**RECORDED DATA:**

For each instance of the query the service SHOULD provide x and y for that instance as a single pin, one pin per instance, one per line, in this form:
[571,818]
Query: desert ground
...
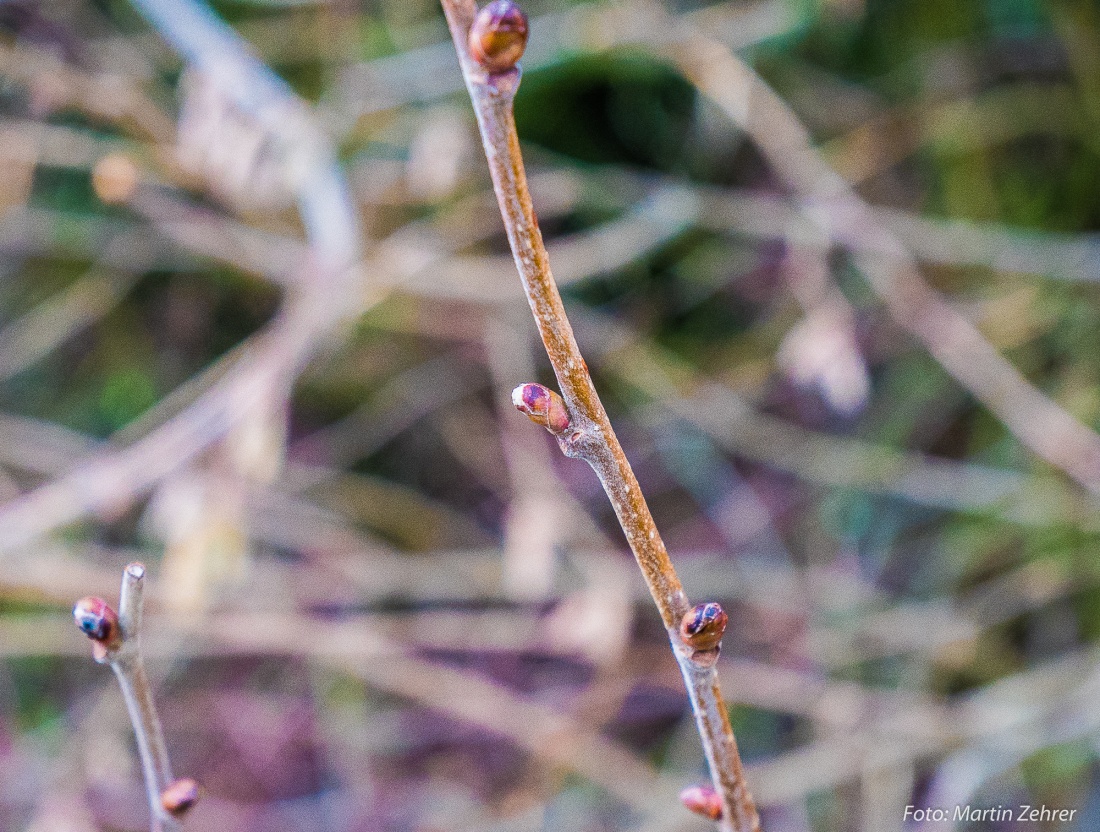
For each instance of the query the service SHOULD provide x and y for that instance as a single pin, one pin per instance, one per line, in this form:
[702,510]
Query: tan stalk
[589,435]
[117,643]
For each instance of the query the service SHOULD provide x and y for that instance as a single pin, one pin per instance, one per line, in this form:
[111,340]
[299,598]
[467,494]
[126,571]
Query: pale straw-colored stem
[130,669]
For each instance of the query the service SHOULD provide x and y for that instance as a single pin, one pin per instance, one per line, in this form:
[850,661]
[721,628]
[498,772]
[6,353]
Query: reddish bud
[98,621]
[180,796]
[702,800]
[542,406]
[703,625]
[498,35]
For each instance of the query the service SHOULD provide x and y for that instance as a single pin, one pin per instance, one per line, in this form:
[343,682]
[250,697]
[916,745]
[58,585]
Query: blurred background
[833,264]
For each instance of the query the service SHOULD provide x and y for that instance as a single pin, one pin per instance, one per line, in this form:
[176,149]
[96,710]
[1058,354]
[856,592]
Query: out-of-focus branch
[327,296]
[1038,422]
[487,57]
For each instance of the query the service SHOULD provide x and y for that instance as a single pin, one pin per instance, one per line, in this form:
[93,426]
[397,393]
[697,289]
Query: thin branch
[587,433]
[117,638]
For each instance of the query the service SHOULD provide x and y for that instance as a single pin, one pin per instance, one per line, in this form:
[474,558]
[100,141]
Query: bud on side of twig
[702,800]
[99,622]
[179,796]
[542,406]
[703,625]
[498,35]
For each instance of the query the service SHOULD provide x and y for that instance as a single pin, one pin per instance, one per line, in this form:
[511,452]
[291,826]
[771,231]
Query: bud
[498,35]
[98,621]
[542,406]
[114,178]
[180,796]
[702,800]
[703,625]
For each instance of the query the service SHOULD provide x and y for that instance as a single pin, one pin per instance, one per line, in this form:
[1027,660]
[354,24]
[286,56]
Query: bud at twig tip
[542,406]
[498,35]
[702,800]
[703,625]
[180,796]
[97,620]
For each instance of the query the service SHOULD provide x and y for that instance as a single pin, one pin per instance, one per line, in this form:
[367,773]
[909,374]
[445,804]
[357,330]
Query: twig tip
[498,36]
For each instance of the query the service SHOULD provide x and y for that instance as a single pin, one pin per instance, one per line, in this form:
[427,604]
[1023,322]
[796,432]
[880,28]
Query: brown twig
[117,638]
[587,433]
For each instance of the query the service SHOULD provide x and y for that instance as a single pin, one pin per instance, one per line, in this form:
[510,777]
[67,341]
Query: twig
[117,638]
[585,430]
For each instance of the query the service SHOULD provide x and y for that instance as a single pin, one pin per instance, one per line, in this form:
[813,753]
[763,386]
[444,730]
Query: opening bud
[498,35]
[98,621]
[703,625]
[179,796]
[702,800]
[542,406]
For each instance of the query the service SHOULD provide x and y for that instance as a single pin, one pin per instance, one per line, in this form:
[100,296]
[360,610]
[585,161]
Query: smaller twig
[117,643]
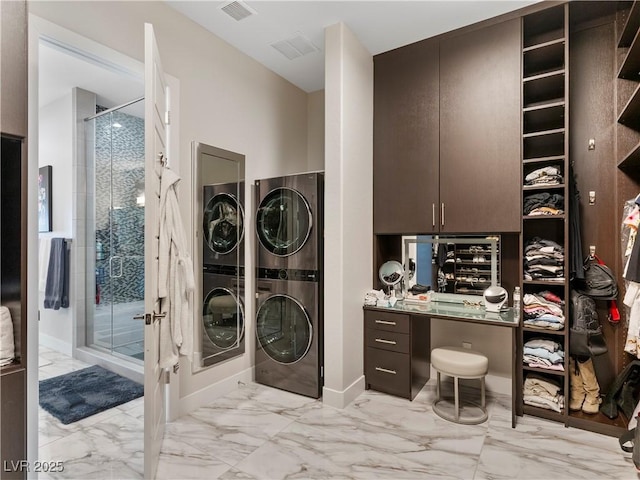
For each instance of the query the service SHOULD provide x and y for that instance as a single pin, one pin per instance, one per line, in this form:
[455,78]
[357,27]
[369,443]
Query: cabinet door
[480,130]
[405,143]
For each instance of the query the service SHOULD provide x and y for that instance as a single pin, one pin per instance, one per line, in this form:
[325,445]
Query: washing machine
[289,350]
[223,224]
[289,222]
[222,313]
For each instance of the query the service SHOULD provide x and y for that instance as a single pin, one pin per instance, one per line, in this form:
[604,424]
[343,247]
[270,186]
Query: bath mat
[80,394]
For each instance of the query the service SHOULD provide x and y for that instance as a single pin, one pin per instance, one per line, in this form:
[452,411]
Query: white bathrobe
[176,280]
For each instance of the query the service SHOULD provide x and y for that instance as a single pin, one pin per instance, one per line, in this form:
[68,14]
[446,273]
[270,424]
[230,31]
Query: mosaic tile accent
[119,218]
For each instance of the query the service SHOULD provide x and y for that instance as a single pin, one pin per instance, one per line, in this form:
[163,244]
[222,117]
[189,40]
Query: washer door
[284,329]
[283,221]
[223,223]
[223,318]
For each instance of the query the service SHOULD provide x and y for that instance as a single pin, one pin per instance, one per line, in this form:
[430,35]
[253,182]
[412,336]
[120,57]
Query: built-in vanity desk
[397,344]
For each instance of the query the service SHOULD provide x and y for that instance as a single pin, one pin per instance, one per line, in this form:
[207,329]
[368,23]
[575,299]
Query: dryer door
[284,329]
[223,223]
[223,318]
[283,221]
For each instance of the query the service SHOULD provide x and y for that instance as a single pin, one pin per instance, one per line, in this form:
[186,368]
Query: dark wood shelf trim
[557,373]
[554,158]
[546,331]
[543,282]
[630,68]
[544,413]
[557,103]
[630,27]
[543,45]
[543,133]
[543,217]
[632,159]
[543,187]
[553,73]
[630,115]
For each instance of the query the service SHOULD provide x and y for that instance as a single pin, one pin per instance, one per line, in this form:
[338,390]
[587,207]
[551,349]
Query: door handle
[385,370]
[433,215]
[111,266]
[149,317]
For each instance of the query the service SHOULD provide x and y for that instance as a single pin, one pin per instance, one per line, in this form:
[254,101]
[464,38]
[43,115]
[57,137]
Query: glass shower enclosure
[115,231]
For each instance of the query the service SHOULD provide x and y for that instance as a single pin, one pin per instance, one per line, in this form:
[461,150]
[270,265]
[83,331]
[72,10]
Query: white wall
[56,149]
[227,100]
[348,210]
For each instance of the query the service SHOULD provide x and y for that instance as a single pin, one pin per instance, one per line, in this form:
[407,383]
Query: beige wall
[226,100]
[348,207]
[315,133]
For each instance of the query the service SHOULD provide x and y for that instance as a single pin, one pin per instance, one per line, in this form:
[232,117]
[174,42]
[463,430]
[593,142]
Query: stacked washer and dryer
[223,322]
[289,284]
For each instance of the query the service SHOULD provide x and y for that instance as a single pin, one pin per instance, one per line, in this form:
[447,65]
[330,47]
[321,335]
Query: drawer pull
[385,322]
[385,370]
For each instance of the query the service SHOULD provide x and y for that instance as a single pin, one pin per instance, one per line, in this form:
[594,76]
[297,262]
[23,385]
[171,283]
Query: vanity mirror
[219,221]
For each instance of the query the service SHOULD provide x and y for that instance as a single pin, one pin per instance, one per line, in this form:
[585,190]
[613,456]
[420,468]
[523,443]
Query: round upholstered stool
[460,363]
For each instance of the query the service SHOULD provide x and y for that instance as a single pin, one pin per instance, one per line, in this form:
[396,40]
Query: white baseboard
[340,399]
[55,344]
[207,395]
---
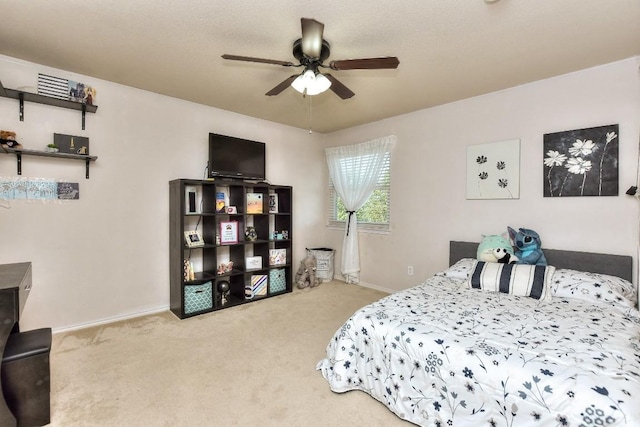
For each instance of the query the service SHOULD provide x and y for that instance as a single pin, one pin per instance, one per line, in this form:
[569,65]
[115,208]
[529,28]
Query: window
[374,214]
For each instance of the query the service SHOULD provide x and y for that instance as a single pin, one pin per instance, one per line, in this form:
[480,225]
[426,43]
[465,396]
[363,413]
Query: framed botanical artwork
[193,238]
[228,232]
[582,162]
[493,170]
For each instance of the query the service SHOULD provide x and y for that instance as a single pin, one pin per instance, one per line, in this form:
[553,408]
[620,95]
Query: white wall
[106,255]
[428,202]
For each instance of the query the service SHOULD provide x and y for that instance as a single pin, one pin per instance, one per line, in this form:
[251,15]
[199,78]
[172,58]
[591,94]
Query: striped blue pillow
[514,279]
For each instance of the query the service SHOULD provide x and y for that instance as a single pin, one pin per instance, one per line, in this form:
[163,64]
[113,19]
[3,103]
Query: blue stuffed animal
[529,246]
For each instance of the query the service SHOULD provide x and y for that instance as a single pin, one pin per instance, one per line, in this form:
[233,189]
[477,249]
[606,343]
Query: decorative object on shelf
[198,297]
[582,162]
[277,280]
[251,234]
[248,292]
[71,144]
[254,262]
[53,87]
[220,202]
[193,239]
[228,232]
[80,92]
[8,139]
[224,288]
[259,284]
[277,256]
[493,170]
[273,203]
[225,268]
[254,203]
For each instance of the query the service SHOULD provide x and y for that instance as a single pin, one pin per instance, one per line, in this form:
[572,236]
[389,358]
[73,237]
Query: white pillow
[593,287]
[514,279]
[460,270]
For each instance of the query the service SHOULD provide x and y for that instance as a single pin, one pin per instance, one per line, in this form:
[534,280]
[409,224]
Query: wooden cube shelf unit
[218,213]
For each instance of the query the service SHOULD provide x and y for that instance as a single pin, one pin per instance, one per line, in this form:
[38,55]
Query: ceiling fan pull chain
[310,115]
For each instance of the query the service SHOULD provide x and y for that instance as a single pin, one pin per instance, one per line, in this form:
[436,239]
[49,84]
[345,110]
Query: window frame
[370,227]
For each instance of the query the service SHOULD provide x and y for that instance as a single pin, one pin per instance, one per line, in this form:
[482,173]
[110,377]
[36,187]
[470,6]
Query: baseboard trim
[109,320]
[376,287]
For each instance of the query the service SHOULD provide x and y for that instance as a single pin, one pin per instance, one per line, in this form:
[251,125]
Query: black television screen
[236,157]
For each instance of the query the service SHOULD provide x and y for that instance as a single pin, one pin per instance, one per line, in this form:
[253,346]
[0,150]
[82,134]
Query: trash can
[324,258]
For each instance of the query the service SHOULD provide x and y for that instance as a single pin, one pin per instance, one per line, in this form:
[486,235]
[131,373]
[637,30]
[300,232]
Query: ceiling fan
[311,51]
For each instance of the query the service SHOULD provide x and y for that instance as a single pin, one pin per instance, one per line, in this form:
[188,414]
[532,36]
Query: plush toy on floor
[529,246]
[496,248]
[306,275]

**REQUEST:** Which of the lines above contain the string "pull"? Find each one and copy it out in full, matching case exactly.

**ANSWER TO THIS TASK:**
Query: drawer pull
Query: ceiling fan pull chain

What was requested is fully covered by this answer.